= Iris Pigeot =

German biostatistician

Iris Pigeot-Kübler (born 1960) is a German biostatistician, biometrician, and epidemiologist. She is the director of the Leibniz Institute for Prevention Research and Epidemiology in Bremen, and the president-elect of the International Biometric Society.

==Education and career==
Pigeot was born in 1960, in Wanne-Eickel, a town in northwestern Germany that in 1975 became incorporated into Herne, North Rhine-Westphalia. She earned a diploma in statistics and sociology at the Technical University of Dortmund in 1985. She completed her Ph.D. there in 1989, with the dissertation Schätzer des gemeinsamen Odds Ratios in geschichteten Kontingenztafeln [Estimator of the joint odds ratio in stratified contingency tables] supervised by Ursula Gather. She received a habilitation in 1993.

◆ **Required actions**:
• 1. List each year that appears in the Iris Pigeot biography once, in order of first mention.
• 2. Carry on writing the Iris Pigeot biography from its last sentence.

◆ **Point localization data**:
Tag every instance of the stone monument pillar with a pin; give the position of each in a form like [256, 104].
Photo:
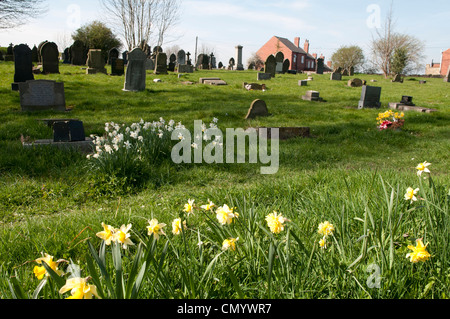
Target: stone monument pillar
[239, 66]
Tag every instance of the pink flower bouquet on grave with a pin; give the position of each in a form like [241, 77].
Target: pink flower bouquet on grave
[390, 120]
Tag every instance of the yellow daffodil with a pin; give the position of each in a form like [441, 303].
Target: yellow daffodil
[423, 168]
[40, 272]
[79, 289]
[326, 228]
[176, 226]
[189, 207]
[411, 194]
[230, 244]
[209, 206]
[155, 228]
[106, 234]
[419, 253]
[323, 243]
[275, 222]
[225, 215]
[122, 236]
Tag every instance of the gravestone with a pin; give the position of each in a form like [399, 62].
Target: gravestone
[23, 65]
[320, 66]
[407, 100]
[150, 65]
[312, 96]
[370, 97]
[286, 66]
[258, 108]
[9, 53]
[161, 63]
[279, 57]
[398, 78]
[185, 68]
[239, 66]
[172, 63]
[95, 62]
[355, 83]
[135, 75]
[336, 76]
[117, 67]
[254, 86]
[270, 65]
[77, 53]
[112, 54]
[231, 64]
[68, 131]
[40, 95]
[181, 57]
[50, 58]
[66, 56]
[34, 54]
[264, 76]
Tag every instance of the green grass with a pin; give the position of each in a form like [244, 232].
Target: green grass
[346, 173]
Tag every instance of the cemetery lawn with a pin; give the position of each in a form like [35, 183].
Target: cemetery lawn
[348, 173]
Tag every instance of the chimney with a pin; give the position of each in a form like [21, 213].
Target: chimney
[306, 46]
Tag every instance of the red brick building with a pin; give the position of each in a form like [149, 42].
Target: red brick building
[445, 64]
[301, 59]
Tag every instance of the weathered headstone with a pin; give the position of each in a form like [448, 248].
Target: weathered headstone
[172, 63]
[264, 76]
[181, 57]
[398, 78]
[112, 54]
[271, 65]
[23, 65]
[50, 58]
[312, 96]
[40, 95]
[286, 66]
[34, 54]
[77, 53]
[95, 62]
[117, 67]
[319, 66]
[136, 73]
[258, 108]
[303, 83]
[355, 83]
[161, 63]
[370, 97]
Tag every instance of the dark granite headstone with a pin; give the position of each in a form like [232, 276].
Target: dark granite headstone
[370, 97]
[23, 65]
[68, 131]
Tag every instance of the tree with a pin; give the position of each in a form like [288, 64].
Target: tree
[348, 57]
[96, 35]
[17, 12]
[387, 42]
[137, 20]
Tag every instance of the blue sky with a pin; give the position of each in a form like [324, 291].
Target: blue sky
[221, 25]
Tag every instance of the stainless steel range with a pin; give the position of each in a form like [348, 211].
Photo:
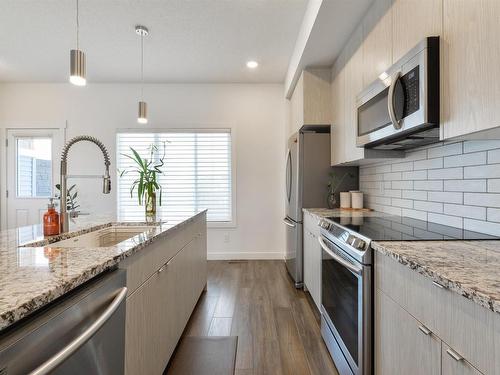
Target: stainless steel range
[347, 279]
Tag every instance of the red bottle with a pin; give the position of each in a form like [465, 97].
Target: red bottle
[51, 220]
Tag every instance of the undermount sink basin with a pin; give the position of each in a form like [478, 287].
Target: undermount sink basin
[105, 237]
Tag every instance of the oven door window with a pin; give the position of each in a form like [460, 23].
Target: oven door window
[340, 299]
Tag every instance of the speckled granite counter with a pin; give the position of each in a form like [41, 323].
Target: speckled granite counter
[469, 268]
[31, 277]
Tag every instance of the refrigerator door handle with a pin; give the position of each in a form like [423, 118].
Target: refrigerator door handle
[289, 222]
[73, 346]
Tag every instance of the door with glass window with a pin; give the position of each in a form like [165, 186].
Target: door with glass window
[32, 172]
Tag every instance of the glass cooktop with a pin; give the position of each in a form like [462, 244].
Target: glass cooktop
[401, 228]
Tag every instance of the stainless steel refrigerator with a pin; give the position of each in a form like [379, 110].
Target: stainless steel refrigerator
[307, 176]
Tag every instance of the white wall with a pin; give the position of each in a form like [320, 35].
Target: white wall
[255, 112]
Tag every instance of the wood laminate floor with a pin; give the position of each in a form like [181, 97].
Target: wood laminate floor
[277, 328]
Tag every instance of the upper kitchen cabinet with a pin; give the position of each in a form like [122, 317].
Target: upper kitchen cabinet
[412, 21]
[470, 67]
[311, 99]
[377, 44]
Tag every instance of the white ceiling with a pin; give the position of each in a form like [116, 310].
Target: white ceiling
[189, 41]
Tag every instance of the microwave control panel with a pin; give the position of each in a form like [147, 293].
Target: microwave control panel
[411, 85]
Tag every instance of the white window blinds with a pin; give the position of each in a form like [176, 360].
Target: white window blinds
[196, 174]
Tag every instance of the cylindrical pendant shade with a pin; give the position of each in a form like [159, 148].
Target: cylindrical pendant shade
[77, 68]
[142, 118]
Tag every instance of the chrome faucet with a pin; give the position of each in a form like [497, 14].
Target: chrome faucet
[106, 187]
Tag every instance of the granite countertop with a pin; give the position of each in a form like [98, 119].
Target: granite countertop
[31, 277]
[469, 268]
...
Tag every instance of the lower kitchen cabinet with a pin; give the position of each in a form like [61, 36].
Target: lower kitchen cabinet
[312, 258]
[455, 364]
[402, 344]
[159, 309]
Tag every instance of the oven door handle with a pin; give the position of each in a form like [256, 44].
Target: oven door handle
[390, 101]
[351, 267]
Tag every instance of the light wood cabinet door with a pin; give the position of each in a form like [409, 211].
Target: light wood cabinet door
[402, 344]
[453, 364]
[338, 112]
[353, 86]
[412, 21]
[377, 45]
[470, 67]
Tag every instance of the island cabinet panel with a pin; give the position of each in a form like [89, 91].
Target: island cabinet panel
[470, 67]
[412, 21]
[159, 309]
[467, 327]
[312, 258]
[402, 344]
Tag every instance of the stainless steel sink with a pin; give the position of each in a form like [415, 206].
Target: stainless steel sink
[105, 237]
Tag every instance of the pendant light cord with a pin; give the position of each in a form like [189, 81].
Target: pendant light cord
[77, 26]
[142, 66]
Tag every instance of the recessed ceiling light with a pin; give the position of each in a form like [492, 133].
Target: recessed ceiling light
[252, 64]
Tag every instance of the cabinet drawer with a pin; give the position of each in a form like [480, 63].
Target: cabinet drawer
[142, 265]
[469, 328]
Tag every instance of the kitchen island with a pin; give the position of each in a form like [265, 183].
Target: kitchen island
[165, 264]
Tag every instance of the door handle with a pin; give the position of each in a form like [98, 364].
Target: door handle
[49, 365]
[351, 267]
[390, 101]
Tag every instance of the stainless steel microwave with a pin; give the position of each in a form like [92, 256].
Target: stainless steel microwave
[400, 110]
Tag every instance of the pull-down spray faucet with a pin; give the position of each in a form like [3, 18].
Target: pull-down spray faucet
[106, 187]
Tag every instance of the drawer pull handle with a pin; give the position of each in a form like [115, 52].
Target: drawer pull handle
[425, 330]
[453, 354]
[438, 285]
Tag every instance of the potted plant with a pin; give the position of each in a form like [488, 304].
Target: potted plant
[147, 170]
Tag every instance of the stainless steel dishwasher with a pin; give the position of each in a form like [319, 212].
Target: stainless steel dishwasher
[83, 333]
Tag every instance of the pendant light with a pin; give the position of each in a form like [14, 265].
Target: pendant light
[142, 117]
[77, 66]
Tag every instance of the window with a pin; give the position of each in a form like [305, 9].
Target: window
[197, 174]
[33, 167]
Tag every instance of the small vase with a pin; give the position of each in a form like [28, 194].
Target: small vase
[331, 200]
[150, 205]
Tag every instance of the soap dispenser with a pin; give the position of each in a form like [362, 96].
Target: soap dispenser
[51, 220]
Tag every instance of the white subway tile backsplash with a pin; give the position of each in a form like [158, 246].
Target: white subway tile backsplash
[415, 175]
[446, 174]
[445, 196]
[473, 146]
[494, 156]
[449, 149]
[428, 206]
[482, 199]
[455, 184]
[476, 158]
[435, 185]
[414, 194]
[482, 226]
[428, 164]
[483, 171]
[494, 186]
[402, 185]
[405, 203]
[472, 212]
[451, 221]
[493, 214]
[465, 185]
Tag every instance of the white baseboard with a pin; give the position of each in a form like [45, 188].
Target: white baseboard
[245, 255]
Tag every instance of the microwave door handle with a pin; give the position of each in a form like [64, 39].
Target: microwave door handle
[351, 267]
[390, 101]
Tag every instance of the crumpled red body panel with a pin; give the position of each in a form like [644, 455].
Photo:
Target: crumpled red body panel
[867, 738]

◆ **Answers to the exercises**:
• 1. 1960, 1975, 1985, 1989, 1993

• 2.
She became an assistant professor at the Technical University of Dortmund, and then in 1995 a professor at LMU Munich. In 2001, Pigeot joined the Bremen Institute for Prevention Research and Social Medicine (BIPS, now the Leibniz Institute for Prevention Research and Epidemiology), at the same time taking a professorship at the University of Bremen, which controlled part of the institute. At the Leibniz Institute, she became head of the Department of Biometry and Data Management. In 2004, she became director of the institute. In 2007, under her directorship, the separated parts of the institute were rejoined, and in 2012 it spun off from the university to become a separate non-profit institution within the Leibniz Association.

Pigeot was elected to the presidency of the International Biometric Society in 2022, for the 2024 term.

==Recognition==
Pigeot was the 2010 recipient of the Susanne Dahms Medal of the International Biometric Society (German Region). In 2020, she was given the Great Medal of the University of Rzeszów in Poland.